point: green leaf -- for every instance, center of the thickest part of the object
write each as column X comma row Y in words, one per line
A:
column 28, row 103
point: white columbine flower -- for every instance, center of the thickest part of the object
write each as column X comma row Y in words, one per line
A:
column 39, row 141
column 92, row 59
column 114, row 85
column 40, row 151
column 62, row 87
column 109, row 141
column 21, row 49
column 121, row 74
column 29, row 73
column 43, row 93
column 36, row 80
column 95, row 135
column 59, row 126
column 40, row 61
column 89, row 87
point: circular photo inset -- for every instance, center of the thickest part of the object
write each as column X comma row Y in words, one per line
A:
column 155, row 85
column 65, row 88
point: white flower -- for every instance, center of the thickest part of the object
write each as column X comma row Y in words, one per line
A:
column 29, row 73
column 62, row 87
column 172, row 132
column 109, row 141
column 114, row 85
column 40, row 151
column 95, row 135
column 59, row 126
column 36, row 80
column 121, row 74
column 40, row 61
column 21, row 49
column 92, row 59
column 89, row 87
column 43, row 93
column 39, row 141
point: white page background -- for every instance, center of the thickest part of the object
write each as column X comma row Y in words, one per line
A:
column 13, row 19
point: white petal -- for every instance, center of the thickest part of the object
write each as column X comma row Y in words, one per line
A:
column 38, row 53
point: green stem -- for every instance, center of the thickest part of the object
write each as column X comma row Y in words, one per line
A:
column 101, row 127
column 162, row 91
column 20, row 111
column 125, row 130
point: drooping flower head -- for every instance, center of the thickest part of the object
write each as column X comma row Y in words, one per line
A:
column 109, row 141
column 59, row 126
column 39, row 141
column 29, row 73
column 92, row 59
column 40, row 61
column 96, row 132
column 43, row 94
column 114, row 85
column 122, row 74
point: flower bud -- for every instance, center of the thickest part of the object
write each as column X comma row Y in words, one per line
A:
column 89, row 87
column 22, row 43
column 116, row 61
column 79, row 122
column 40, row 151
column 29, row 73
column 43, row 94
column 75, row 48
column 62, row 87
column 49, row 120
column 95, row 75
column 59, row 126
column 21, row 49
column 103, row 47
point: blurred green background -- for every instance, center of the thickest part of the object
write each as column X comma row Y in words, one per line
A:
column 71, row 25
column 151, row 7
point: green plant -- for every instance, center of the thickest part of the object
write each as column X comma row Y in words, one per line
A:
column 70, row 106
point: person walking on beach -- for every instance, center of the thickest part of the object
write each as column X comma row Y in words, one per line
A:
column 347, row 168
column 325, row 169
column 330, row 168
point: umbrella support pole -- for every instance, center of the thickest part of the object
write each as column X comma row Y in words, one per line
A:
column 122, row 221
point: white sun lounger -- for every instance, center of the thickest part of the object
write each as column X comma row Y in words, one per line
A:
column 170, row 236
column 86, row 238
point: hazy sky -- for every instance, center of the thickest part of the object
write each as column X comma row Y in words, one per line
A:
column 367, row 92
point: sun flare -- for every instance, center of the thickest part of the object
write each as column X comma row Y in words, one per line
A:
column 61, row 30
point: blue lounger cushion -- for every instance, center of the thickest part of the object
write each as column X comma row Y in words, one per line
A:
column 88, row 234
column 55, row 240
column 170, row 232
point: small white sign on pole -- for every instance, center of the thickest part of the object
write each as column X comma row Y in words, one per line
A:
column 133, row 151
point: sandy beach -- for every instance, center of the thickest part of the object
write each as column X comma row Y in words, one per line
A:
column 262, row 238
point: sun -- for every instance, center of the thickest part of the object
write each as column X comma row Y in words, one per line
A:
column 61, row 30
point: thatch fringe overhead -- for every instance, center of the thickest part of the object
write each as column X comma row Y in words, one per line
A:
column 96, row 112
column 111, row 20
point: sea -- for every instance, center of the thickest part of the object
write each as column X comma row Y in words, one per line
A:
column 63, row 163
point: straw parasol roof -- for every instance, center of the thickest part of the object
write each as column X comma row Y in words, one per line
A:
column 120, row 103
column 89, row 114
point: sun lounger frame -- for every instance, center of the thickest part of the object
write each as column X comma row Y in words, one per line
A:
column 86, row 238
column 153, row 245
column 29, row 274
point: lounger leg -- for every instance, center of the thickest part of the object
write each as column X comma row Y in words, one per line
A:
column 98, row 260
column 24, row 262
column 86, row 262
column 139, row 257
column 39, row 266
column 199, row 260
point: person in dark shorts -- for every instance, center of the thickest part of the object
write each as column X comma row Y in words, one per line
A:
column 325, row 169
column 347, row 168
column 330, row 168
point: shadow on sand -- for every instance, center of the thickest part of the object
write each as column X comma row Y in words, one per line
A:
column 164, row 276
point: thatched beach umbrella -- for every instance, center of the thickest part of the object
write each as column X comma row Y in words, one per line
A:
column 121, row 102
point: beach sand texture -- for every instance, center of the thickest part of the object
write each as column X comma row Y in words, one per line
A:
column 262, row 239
###
§ **BRIEF**: Reproduce the material from its first line down to the line containing "column 28, row 103", both ends included, and nothing beyond that.

§ **ANSWER TO THIS TASK**:
point: green leaf -- for every instance, center of the thickest part of the object
write each as column X comma row Y in words, one per line
A:
column 28, row 103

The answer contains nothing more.